DATA FOR THIS TASK>
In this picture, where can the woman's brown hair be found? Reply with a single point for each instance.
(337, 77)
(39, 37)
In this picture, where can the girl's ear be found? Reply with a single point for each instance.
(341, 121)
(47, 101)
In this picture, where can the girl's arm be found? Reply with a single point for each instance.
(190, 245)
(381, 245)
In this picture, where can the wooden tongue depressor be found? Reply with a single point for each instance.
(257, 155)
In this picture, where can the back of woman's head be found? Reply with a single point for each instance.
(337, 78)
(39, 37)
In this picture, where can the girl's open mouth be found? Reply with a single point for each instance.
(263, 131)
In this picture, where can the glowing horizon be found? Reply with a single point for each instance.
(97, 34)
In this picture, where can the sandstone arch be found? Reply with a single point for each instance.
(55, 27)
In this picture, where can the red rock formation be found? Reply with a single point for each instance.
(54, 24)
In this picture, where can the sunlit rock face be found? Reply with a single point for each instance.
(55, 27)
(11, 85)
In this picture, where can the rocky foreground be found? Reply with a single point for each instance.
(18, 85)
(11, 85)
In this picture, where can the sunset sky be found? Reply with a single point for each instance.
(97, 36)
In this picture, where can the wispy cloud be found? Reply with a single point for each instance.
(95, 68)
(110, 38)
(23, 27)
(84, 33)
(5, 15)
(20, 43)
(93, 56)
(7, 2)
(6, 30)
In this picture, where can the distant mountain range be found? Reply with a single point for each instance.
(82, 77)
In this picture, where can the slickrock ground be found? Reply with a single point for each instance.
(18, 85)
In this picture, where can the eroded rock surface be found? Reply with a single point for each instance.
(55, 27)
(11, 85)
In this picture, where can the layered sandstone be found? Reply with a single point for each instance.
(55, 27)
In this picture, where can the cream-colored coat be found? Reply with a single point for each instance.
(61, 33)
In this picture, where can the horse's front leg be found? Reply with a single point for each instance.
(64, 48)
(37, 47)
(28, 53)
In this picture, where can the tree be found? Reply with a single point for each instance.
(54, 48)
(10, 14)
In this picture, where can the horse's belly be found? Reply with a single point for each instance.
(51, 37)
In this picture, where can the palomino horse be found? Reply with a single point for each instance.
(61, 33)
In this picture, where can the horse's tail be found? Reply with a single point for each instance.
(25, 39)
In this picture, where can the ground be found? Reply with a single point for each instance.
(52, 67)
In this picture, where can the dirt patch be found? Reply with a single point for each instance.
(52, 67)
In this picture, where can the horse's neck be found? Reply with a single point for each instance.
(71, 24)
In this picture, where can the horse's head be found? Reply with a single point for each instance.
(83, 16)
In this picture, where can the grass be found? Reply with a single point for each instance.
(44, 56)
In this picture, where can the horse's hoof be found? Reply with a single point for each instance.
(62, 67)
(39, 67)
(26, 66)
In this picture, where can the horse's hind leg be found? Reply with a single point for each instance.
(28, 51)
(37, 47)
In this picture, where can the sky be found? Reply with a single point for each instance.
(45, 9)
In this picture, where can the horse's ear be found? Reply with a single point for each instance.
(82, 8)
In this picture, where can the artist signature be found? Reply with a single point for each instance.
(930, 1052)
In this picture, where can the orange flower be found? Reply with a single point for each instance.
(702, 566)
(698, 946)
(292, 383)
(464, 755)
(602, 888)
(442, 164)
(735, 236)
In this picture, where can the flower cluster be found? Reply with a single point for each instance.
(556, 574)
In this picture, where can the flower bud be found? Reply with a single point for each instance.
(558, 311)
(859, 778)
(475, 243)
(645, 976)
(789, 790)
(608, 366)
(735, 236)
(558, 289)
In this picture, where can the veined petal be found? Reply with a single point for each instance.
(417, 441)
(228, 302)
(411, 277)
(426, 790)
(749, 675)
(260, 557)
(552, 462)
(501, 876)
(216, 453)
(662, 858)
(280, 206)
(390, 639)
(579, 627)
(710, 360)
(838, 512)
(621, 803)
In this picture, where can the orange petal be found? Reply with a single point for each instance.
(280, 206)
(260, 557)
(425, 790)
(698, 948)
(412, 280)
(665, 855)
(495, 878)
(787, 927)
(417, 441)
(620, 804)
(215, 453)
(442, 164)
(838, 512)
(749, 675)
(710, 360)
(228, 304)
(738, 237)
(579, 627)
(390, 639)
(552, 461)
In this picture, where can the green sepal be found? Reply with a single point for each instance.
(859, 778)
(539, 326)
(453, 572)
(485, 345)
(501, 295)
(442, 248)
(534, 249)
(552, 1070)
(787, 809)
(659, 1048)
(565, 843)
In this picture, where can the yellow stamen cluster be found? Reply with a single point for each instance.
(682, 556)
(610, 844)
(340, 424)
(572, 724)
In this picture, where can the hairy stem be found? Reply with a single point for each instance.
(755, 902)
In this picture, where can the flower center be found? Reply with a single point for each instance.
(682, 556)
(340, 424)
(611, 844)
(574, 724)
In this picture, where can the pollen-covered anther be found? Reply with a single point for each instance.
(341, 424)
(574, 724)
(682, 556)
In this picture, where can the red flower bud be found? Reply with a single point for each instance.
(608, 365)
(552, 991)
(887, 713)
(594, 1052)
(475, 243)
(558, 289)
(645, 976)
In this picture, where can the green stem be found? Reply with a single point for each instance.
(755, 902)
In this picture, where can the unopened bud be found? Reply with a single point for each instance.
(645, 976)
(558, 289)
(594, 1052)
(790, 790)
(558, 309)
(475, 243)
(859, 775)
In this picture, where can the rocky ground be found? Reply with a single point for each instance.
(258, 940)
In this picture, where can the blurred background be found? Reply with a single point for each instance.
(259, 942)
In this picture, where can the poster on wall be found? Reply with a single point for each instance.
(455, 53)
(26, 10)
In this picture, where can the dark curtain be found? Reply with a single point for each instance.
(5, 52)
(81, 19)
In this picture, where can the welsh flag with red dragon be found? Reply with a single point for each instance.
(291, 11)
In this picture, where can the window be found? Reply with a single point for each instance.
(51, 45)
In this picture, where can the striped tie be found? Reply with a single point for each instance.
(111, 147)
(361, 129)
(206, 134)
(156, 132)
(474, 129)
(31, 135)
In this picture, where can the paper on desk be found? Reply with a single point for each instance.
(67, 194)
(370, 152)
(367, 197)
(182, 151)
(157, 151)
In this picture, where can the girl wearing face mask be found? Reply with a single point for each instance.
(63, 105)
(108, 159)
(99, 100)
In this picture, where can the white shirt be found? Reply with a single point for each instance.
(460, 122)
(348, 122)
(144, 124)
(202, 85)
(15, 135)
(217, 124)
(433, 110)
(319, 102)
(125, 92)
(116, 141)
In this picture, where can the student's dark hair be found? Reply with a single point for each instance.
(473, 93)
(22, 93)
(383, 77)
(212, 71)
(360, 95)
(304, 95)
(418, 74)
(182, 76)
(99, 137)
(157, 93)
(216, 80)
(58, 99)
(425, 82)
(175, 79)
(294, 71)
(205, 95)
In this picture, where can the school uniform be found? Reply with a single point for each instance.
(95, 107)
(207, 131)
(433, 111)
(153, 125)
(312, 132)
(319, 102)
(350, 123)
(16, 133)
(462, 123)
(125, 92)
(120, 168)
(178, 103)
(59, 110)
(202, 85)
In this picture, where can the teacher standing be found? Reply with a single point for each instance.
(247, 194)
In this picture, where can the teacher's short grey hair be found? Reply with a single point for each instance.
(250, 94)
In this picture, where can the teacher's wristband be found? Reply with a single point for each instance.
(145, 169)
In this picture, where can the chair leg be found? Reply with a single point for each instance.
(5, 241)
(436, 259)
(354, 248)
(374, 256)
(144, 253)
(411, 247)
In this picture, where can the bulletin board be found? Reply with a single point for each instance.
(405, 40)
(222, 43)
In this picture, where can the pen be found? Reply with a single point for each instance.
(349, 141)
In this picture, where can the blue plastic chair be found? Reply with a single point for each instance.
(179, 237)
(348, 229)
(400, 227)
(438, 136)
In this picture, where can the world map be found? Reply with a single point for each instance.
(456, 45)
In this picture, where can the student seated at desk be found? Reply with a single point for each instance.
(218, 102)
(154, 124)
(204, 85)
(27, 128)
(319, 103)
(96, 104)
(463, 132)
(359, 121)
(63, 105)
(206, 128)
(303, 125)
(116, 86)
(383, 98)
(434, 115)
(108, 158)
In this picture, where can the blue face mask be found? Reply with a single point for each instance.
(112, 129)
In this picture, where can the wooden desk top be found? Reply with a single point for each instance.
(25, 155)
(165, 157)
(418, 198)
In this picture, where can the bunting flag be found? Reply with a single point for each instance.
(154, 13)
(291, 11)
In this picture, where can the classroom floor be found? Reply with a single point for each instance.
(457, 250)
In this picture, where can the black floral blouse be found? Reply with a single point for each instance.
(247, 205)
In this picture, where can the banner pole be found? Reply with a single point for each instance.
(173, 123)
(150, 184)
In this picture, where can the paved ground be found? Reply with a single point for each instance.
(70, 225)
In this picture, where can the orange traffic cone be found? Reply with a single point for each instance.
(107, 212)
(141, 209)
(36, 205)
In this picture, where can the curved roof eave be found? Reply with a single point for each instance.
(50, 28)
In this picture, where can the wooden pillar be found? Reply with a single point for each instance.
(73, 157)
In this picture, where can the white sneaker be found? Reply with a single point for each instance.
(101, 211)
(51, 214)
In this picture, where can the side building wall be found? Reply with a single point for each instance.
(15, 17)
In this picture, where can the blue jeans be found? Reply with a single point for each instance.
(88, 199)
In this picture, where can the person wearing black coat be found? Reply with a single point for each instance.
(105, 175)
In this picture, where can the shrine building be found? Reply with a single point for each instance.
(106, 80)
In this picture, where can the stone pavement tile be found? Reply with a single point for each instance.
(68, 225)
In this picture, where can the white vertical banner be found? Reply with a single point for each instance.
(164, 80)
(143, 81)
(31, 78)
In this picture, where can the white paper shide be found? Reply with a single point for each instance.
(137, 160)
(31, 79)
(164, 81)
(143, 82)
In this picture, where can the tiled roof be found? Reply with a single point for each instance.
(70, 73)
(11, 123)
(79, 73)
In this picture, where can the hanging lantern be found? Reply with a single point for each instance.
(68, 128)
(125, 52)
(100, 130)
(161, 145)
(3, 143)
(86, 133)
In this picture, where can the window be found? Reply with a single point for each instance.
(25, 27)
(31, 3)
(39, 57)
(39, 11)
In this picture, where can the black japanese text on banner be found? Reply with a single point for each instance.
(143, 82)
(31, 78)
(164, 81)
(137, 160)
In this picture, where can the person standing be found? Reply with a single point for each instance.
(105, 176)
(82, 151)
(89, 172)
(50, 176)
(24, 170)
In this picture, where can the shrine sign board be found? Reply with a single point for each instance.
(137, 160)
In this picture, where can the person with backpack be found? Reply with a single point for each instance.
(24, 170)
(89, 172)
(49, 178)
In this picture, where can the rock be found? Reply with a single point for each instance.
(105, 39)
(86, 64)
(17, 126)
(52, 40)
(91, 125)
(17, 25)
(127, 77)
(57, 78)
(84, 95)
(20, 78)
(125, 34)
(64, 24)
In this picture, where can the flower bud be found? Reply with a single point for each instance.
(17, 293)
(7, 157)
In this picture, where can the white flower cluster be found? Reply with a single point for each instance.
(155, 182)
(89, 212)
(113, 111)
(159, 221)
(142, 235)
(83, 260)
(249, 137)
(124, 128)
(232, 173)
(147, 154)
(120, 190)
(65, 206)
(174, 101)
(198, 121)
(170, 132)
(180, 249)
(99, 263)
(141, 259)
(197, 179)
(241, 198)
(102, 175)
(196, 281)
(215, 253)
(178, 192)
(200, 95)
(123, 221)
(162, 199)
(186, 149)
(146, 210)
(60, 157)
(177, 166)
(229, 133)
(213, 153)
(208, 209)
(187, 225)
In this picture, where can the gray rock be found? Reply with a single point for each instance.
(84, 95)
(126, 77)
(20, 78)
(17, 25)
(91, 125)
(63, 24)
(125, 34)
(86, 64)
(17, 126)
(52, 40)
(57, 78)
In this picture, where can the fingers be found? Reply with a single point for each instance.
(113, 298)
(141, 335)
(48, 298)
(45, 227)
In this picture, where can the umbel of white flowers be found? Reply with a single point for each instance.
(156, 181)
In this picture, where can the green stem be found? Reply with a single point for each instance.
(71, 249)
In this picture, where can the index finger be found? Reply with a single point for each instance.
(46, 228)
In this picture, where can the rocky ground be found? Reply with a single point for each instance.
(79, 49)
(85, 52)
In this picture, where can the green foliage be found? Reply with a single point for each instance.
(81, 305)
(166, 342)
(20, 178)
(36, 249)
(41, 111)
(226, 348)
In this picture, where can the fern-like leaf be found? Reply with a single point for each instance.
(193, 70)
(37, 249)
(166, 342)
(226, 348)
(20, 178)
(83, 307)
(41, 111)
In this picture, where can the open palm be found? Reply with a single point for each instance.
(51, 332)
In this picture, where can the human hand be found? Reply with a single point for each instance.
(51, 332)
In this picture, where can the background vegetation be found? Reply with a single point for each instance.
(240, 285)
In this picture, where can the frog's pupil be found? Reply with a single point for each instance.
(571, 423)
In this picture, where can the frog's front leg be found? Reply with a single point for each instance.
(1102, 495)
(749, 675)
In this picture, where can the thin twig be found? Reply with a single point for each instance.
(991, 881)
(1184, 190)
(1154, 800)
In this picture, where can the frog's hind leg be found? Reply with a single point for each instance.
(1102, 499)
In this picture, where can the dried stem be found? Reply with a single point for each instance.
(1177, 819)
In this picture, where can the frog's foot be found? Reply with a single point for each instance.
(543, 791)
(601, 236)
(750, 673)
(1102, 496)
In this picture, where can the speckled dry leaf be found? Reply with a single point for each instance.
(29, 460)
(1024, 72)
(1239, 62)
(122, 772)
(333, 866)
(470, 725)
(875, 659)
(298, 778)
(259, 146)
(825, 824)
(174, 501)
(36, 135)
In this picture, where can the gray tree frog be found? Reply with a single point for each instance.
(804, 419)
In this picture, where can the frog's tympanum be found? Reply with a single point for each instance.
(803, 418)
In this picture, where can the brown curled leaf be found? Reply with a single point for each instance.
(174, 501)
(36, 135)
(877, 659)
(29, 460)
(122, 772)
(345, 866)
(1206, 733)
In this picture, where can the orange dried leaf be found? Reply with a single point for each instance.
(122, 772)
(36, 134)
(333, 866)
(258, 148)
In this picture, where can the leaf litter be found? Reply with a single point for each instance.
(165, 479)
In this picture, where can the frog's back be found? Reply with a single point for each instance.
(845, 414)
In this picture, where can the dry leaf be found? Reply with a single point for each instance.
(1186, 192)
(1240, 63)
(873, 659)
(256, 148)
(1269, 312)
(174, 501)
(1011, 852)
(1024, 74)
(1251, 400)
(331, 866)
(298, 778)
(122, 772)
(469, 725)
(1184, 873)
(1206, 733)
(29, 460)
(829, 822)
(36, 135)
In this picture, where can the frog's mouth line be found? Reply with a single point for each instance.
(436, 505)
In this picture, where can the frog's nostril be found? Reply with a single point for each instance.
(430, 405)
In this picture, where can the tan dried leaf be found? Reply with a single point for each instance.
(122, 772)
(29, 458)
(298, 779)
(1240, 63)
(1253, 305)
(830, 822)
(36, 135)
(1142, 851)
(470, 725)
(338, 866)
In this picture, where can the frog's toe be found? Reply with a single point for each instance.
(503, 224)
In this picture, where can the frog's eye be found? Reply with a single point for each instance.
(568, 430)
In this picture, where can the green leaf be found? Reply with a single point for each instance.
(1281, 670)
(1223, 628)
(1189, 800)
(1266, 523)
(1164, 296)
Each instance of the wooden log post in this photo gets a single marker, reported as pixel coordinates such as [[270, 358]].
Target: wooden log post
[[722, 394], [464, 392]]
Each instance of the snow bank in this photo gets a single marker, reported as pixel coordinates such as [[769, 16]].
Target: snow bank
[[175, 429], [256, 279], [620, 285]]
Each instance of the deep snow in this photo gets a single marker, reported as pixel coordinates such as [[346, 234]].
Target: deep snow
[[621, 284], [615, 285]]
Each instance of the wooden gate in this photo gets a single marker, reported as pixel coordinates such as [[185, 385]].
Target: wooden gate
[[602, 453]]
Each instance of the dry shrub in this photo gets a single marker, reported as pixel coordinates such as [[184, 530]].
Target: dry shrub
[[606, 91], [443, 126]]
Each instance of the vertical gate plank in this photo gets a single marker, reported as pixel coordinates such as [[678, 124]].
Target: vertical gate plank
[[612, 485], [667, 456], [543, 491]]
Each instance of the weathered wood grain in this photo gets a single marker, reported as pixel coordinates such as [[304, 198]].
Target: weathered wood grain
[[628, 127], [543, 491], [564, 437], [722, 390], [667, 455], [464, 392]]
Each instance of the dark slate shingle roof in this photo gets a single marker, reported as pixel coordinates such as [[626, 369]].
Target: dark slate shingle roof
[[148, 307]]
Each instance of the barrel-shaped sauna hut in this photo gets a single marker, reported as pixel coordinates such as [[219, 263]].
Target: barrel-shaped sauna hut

PROBLEM TO SOLVE> Which lines of the data contain the string "marker"? Copy each one.

RESULT FOR THIS EXERCISE>
Each instance of the wooden log post in this photo gets a single marker, reported as pixel coordinates such as [[270, 358]].
Each instance of the snow bank in this photo gets a single marker, reported as pixel coordinates such as [[769, 16]].
Each instance of the deep snow in this photo gets a single marker, reported as pixel coordinates such as [[346, 234]].
Each instance of the wooden gate in this photo gets a single marker, reported as pixel coordinates such as [[185, 385]].
Each instance of the dry shrub in this photo gets a single marker, reported as pixel coordinates such as [[184, 530]].
Each instance of the vertical gate plank in this photo gets a single marker, reported as pixel coordinates such as [[678, 124]].
Each instance of the weathered wood grain in this photo gets a single marker, reported as pixel coordinates such as [[304, 198]].
Each instance of the dark slate shingle roof in this photo gets a single marker, reported as pixel coordinates such as [[626, 369]].
Each instance of the barrel-shaped sauna hut in this photo gets a single marker, reported as pixel coordinates such as [[219, 263]].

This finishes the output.